Exercise instructions: From the line with "Please inspect the picture provided and identify motorcycle" down to the final line of the records below, retype everything exactly and leave out the rest.

Input data:
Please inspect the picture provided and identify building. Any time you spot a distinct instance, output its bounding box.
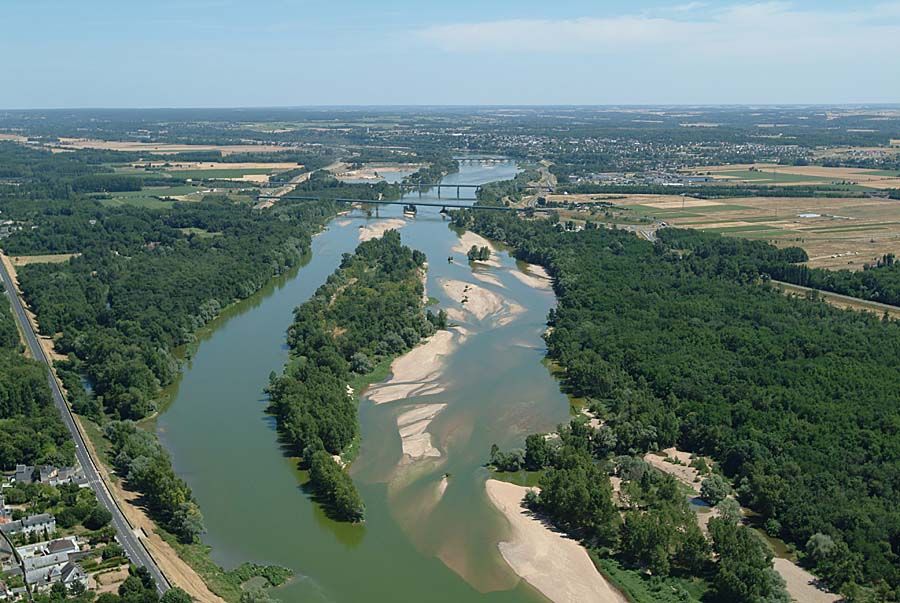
[12,465,88,488]
[0,514,56,537]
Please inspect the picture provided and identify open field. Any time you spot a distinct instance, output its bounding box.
[45,137,291,155]
[100,185,213,208]
[685,163,900,189]
[551,193,900,270]
[9,253,79,265]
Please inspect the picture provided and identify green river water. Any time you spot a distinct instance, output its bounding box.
[156,159,571,603]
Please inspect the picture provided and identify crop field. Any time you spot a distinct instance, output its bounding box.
[550,193,900,270]
[687,164,900,189]
[101,185,209,208]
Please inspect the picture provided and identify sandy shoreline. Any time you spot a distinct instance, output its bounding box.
[440,278,524,327]
[366,327,466,404]
[358,218,407,242]
[454,231,502,268]
[397,403,447,460]
[485,480,628,603]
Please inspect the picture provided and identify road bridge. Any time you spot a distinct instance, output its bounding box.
[255,195,552,213]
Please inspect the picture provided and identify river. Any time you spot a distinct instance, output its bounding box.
[156,158,571,603]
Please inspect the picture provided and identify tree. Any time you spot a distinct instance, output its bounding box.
[85,505,113,530]
[700,474,730,506]
[171,501,205,543]
[524,434,554,470]
[161,587,193,603]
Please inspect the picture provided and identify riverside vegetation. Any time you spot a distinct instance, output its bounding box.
[455,205,900,602]
[266,230,445,521]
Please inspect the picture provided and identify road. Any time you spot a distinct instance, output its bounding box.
[0,258,170,594]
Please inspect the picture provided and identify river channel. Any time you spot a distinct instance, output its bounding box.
[156,159,571,602]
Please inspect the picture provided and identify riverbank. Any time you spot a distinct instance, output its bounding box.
[646,448,839,603]
[366,326,467,404]
[485,480,628,603]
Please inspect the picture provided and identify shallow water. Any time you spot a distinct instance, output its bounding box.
[157,159,571,602]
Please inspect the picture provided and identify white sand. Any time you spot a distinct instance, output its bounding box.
[454,231,502,267]
[439,279,525,327]
[397,404,447,460]
[646,451,839,602]
[358,218,407,242]
[471,270,505,288]
[643,448,703,493]
[367,327,467,405]
[485,480,628,603]
[773,559,840,603]
[510,264,553,290]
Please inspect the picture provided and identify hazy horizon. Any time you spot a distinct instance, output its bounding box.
[3,0,900,109]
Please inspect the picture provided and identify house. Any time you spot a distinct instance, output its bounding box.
[25,561,87,592]
[0,514,56,537]
[11,465,87,488]
[16,537,79,561]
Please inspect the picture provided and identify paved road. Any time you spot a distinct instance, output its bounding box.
[0,258,170,594]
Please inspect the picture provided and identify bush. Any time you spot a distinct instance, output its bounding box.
[700,474,730,506]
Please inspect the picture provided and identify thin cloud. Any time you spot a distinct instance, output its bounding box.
[418,2,900,59]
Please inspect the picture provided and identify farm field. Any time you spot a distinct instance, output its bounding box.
[100,185,214,207]
[42,137,292,155]
[549,192,900,270]
[684,163,900,189]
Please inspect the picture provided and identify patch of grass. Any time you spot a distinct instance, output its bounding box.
[348,356,393,395]
[159,532,291,603]
[592,555,709,603]
[169,169,275,180]
[78,415,116,476]
[702,224,779,233]
[426,296,440,307]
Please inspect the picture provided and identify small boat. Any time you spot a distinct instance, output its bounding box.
[403,204,418,216]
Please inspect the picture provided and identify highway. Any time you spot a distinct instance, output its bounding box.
[0,258,170,594]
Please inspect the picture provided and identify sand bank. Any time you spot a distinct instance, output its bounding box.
[358,218,406,242]
[485,480,627,603]
[439,279,524,327]
[454,231,502,267]
[773,559,840,603]
[367,327,467,405]
[510,265,552,290]
[397,404,447,460]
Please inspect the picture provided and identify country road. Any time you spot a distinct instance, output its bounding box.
[0,258,170,594]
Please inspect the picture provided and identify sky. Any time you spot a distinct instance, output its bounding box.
[2,0,899,108]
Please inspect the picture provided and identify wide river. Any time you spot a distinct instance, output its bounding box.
[157,159,571,602]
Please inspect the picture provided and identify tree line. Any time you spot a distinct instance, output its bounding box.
[455,206,900,599]
[266,231,441,521]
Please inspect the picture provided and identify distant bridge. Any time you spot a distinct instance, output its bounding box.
[255,195,552,213]
[393,182,553,198]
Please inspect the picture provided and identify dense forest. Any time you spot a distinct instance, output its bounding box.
[454,208,900,599]
[660,228,900,310]
[266,231,443,521]
[0,292,74,470]
[10,198,340,420]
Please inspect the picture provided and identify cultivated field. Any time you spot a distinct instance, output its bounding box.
[44,137,291,155]
[9,253,79,266]
[549,193,900,270]
[683,164,900,189]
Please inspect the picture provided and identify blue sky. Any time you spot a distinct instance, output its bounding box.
[2,0,899,108]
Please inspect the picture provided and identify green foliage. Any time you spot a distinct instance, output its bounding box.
[11,198,340,420]
[160,588,193,603]
[461,208,900,591]
[466,245,491,262]
[105,420,203,542]
[307,451,365,522]
[700,475,730,506]
[709,518,790,603]
[0,294,75,469]
[266,231,431,520]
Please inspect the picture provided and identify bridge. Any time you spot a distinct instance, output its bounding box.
[393,182,554,198]
[255,195,552,213]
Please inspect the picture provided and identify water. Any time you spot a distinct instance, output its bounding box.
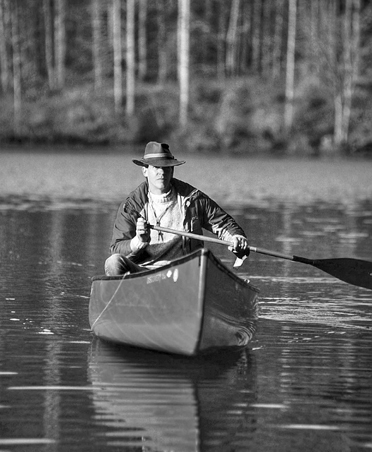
[1,151,372,451]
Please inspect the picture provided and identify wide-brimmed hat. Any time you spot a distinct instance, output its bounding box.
[132,142,185,167]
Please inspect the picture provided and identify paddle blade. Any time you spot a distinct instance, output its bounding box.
[312,258,372,290]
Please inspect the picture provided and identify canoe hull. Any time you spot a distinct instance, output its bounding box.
[89,249,259,356]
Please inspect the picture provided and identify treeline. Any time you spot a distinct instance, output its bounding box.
[0,0,371,156]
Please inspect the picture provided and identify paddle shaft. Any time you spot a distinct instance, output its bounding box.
[152,225,311,263]
[152,225,234,247]
[151,224,372,289]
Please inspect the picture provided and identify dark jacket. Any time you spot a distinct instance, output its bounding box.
[110,178,246,263]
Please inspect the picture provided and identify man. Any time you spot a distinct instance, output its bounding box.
[105,141,249,276]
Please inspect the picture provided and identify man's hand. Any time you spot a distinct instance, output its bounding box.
[136,217,150,244]
[130,217,150,253]
[229,235,250,259]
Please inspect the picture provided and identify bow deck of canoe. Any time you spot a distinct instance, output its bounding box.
[89,248,259,356]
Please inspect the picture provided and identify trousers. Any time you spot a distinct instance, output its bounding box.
[104,254,143,276]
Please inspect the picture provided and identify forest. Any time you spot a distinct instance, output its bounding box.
[1,0,372,157]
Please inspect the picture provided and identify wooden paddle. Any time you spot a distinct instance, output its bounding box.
[151,225,372,290]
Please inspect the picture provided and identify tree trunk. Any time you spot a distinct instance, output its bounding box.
[251,0,262,74]
[226,0,240,77]
[334,0,360,147]
[112,0,122,114]
[138,0,147,81]
[262,0,272,75]
[43,0,55,90]
[272,0,284,78]
[10,0,21,135]
[202,0,212,71]
[309,0,321,74]
[0,0,10,92]
[178,0,190,128]
[327,0,338,87]
[92,0,103,90]
[216,1,227,79]
[157,0,167,84]
[54,0,66,89]
[284,0,297,132]
[239,1,251,73]
[126,0,135,117]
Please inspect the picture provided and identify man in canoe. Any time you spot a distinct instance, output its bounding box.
[104,141,250,275]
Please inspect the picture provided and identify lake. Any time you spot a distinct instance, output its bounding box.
[0,150,372,451]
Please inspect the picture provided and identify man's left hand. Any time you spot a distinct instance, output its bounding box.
[229,235,250,259]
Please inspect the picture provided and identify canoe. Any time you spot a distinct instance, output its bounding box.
[89,248,259,356]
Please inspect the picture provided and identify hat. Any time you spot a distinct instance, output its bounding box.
[133,142,185,167]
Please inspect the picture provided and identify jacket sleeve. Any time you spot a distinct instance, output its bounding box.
[109,199,152,263]
[197,193,247,242]
[109,201,136,255]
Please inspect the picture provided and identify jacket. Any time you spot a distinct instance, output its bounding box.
[110,178,246,264]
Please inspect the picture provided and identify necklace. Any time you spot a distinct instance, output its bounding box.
[148,190,175,241]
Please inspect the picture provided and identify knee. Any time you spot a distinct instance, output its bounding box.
[104,254,128,276]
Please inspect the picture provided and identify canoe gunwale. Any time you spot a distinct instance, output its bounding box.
[91,248,259,294]
[91,248,204,282]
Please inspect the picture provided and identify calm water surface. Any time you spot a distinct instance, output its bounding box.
[0,152,371,451]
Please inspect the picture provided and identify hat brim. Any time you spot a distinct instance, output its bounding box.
[133,158,185,167]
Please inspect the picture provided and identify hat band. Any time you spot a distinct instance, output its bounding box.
[144,153,174,159]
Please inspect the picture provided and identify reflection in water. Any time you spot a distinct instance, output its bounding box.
[88,339,258,451]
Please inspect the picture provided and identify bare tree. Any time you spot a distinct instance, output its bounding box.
[201,0,212,71]
[43,0,55,90]
[126,0,135,117]
[284,0,297,131]
[92,0,103,90]
[239,1,251,74]
[216,1,227,79]
[262,0,272,75]
[0,0,11,92]
[54,0,66,89]
[178,0,190,127]
[306,0,320,75]
[138,0,147,81]
[112,0,122,113]
[10,0,21,134]
[272,0,284,79]
[305,0,361,149]
[251,0,262,73]
[334,0,361,147]
[157,0,167,84]
[226,0,240,76]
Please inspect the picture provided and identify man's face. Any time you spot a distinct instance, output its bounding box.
[143,165,174,195]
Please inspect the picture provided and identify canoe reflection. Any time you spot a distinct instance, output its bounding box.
[88,338,257,451]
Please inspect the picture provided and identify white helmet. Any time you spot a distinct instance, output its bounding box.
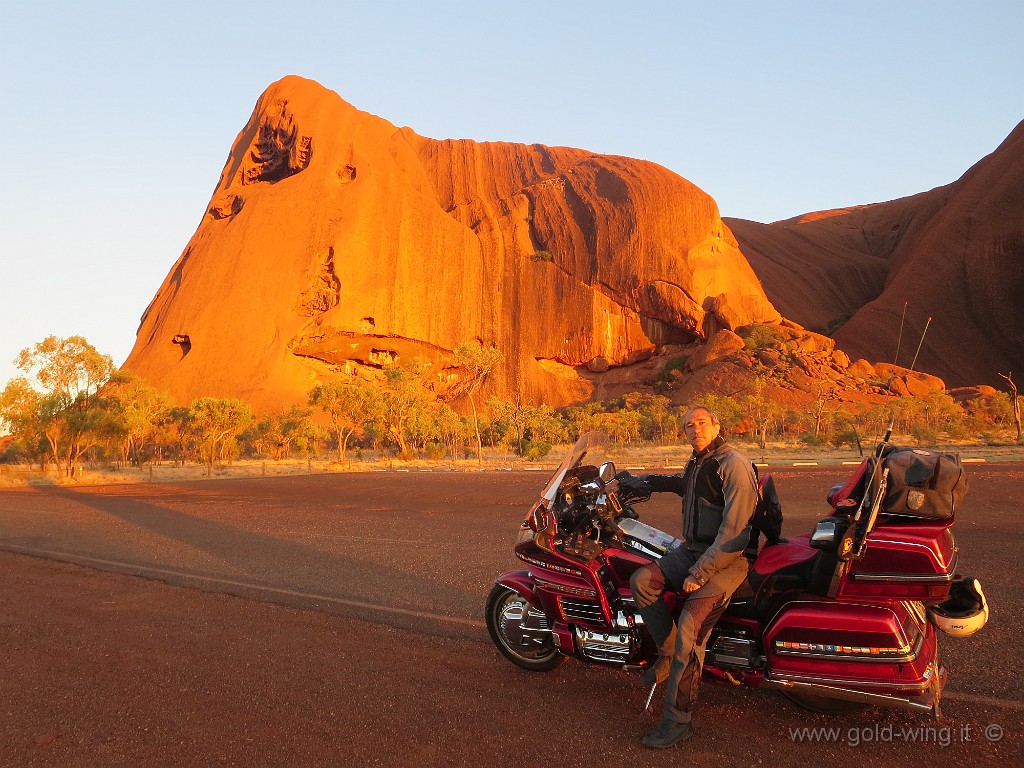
[927,577,989,637]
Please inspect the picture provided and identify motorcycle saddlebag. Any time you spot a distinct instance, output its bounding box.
[764,601,933,689]
[880,447,966,520]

Result of the task:
Please inspect the picture provided and identify motorcycle saddlebag. Any time you spot a distinct instance, output its bounding box.
[764,601,933,689]
[880,447,966,520]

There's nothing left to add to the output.